THE PROBLEM:
Copy out every line in the listing below that contains the word "floral".
══════
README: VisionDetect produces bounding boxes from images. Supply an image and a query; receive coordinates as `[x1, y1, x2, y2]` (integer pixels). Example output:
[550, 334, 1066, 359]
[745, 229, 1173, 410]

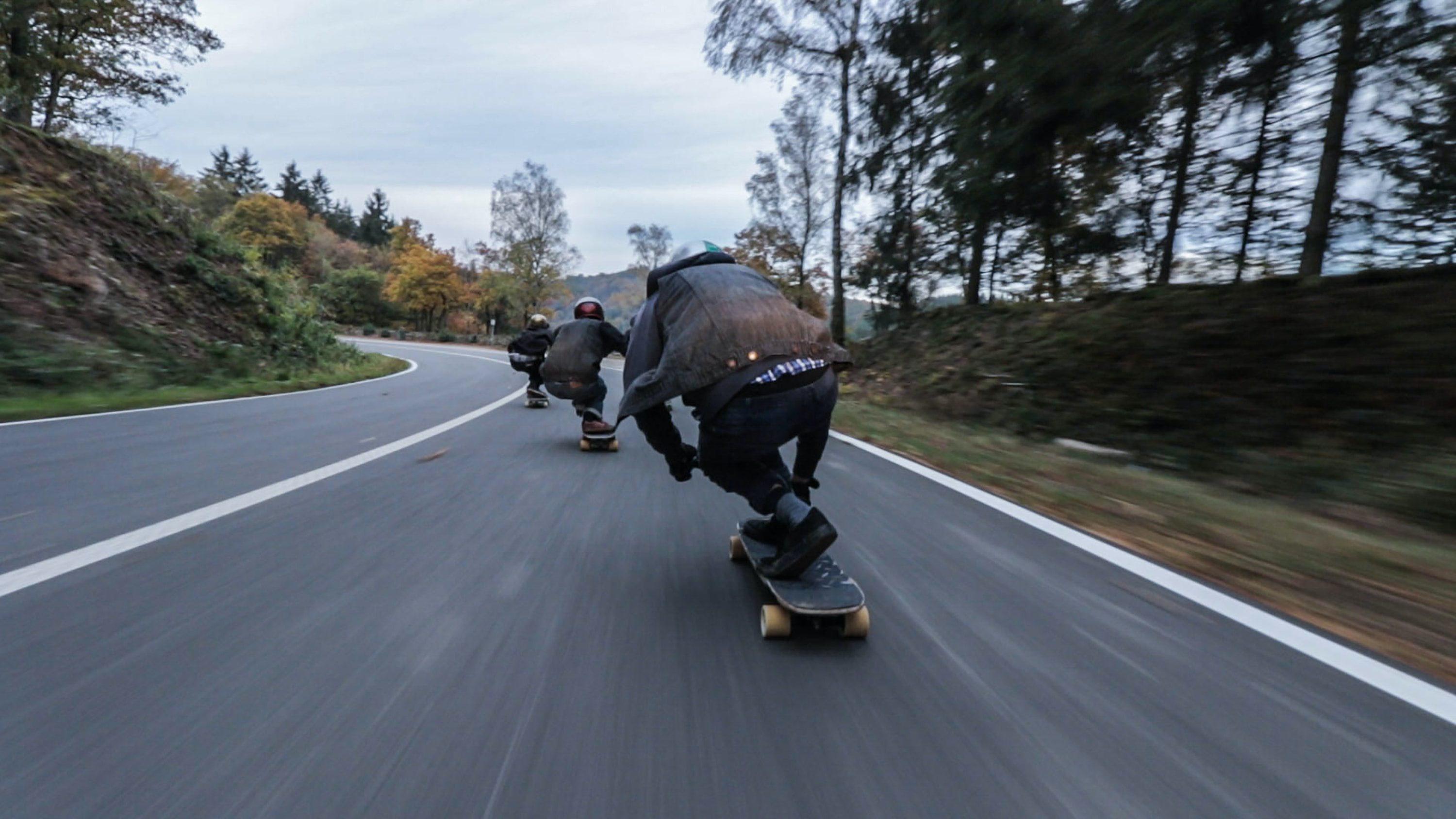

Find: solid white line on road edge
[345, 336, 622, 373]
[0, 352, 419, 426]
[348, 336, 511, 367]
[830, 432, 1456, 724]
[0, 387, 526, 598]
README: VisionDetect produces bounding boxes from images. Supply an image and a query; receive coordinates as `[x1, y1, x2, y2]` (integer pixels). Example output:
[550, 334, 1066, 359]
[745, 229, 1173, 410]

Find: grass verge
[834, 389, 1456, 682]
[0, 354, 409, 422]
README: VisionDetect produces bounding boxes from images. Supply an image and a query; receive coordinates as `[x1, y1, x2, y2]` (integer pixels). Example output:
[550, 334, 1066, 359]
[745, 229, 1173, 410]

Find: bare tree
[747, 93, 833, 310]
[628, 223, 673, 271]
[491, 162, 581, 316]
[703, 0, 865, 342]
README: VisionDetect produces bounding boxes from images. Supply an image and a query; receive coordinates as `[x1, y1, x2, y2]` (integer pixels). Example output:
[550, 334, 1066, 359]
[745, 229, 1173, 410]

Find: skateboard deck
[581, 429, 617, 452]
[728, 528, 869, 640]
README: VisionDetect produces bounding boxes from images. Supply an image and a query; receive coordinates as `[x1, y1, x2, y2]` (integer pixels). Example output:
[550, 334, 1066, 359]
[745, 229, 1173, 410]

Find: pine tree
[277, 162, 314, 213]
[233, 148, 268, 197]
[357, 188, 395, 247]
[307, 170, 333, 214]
══════
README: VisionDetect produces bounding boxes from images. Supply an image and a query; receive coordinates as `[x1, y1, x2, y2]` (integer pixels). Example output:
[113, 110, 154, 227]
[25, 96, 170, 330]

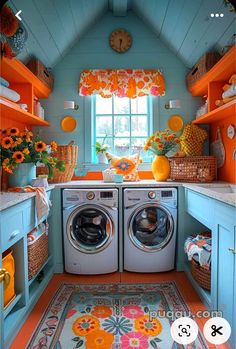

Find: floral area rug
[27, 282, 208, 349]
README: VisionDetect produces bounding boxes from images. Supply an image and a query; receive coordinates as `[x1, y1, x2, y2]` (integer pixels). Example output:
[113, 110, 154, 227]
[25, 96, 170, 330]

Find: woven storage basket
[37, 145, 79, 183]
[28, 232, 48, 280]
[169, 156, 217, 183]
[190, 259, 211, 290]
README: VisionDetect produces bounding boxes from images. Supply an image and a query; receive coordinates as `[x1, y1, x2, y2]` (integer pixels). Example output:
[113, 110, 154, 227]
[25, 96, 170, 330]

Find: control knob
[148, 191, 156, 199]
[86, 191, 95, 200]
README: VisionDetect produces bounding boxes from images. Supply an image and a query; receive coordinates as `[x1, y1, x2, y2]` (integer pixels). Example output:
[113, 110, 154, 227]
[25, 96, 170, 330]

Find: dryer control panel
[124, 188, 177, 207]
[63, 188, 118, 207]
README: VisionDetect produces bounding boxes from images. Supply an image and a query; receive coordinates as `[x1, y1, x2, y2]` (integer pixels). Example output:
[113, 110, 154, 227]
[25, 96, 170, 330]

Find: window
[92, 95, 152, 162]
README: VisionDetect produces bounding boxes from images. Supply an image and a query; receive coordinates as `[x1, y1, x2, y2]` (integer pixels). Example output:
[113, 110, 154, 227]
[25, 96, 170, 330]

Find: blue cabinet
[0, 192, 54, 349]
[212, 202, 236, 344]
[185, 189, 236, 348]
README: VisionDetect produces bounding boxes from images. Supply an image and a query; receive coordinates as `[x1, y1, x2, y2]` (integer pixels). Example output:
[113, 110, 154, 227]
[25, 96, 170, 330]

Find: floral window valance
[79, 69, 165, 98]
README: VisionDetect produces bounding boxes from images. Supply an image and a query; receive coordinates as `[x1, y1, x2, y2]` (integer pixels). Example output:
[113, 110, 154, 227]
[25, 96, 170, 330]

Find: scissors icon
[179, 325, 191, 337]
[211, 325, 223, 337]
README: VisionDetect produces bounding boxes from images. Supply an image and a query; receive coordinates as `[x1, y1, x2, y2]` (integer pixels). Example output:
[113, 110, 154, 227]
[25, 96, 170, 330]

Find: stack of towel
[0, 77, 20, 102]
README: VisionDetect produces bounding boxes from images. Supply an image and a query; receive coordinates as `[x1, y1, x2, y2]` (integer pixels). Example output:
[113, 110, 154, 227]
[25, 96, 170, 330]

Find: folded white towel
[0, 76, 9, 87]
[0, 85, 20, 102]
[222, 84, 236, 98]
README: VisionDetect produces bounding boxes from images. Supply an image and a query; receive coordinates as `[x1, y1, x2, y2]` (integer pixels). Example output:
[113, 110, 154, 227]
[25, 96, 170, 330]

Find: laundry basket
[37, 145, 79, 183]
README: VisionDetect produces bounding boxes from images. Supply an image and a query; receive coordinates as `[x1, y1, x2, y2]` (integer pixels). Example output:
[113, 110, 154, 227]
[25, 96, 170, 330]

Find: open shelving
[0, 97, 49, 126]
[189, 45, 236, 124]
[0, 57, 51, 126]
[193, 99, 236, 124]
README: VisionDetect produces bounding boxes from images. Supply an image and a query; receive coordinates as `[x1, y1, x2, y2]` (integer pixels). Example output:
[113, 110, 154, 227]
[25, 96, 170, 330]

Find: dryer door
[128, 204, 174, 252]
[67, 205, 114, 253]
══════
EXERCISE SOLUTION:
Find: floral area rug
Find: floral window valance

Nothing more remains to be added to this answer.